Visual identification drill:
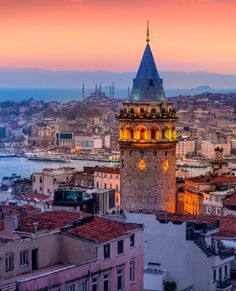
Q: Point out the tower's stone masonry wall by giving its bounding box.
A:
[120,142,176,212]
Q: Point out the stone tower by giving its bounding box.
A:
[118,24,177,212]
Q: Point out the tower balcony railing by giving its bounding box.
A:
[119,138,176,144]
[116,110,177,120]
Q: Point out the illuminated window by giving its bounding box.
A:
[139,160,145,171]
[163,160,169,171]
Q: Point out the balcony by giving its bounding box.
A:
[216,279,232,291]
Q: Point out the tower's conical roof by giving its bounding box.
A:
[130,24,166,102]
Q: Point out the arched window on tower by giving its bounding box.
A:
[140,128,145,140]
[148,79,154,86]
[135,125,147,141]
[119,127,124,140]
[125,125,134,140]
[171,126,176,140]
[162,126,171,140]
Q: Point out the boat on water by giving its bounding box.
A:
[27,154,71,163]
[176,159,209,168]
[0,152,16,158]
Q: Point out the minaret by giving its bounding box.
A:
[118,22,177,212]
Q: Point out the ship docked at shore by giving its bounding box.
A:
[25,153,71,163]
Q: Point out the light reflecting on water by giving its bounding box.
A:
[0,157,110,183]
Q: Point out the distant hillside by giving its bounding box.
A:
[0,68,236,90]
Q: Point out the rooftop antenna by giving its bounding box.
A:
[82,83,84,100]
[146,21,150,43]
[109,85,111,98]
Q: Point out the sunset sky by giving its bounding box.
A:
[0,0,236,74]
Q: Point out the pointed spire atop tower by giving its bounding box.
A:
[130,21,166,102]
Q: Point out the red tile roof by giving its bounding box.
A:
[66,217,143,243]
[94,166,120,174]
[212,176,236,183]
[186,175,211,184]
[17,210,91,233]
[0,205,39,231]
[223,194,236,205]
[157,213,220,223]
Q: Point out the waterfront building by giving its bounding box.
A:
[56,132,75,150]
[32,167,76,198]
[201,141,231,159]
[0,208,143,291]
[12,178,32,195]
[176,136,195,158]
[118,24,177,212]
[94,167,120,210]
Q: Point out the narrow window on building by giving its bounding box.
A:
[103,244,110,259]
[117,240,124,255]
[66,284,75,291]
[117,269,124,291]
[130,233,135,247]
[104,274,110,291]
[207,206,211,214]
[79,280,88,291]
[20,250,29,267]
[92,277,98,291]
[225,265,228,277]
[129,260,135,282]
[216,207,221,215]
[5,253,14,272]
[213,269,216,282]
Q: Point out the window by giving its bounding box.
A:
[20,250,29,267]
[207,206,211,214]
[5,253,14,272]
[129,260,135,282]
[79,280,88,291]
[216,207,221,215]
[117,269,124,291]
[225,265,228,277]
[92,277,98,291]
[103,274,110,291]
[117,240,124,255]
[103,244,110,259]
[130,233,135,247]
[66,284,75,291]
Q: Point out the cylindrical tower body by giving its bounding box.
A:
[118,102,177,212]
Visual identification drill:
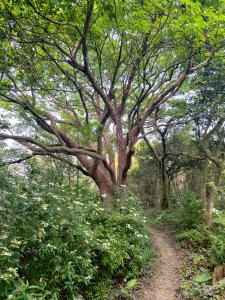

----

## TASK INSTRUCTIONS:
Please rewrite all the records above with "bounding box" swapped for "enclosing rectangle" wherever it occurs, changing nothing else. Leave the pictures out.

## REPLY TO THE EXERCISE:
Visual identification drill:
Q: Point out the tower's stone masonry wall by giving its enclosing rectangle.
A:
[120,142,176,212]
Q: Point out the stone tower by giving its enclosing rectangle.
A:
[118,24,177,212]
Q: Point out the tower balcony railing by giving its enclosing rectangle.
A:
[119,138,176,144]
[116,110,177,120]
Q: Point out the illuminated window by giving its enclosing rectangle.
A:
[139,160,145,171]
[163,160,169,171]
Q: Point out the balcony by giving its enclosing rectangle.
A:
[216,279,232,291]
Q: Point out the tower's conical roof by giving its enclosing rectangle.
A:
[130,24,166,102]
Q: Point out the arched window on tower by giving its enclosing rectangle.
A:
[140,128,145,140]
[148,79,154,86]
[135,125,147,141]
[119,127,124,140]
[125,125,134,140]
[171,126,176,140]
[162,126,171,140]
Q: Point out the boat on water by giving its enclosing rectangle.
A:
[27,154,71,163]
[176,159,209,168]
[0,152,16,158]
Q: Point out the minaret by giving its enclosing rectangle.
A:
[118,22,177,212]
Q: Point out the ship docked at shore by giving its enclosing rectangle.
A:
[25,153,71,163]
Q: Point out the light reflecting on water by giving its enclosing rectangle.
A:
[0,157,110,183]
Q: Point out the distant hillside by giving its enclosing rectangle.
A:
[0,68,236,90]
Q: Point out the rooftop antenna by giving its enclosing rectangle.
A:
[82,83,84,100]
[146,21,150,43]
[109,85,111,98]
Q: Point out the sunset sky by giving its enclosing rectangle.
A:
[0,0,236,74]
Q: Point out the pointed spire atop tower by giving its enclosing rectangle.
A:
[130,21,166,102]
Q: Point out the red tile roof by giving its enclosing rectangle.
A:
[66,217,143,243]
[94,166,120,174]
[212,176,236,183]
[186,175,211,184]
[17,210,91,233]
[0,205,39,231]
[223,194,236,205]
[157,213,220,223]
Q: Point out the waterfront building by giving its enclosing rectangle.
A:
[56,132,75,150]
[32,167,76,198]
[201,141,231,159]
[0,208,143,291]
[12,178,32,195]
[176,136,195,158]
[118,24,177,212]
[94,167,120,210]
Q: Point out the narrow window on building by giving its enclosing rectangle.
A:
[103,244,110,259]
[117,240,124,255]
[66,284,75,291]
[117,269,124,291]
[130,233,135,247]
[104,274,110,291]
[207,206,211,214]
[79,280,88,291]
[20,250,29,267]
[92,277,98,291]
[225,265,228,277]
[129,260,135,282]
[216,207,221,215]
[5,253,14,272]
[213,269,216,282]
Q: Point out the window by giving its enclosing rectangle.
A:
[20,250,29,267]
[207,206,211,214]
[5,253,14,272]
[129,260,135,282]
[79,280,88,291]
[216,207,221,215]
[117,269,124,291]
[225,265,228,277]
[92,277,98,291]
[103,274,110,291]
[117,240,124,255]
[103,244,110,259]
[130,233,135,247]
[66,284,75,291]
Q: Point out the cylindrical tower body by giving its enclosing rectangle.
A:
[118,102,177,212]
Visual identification drill:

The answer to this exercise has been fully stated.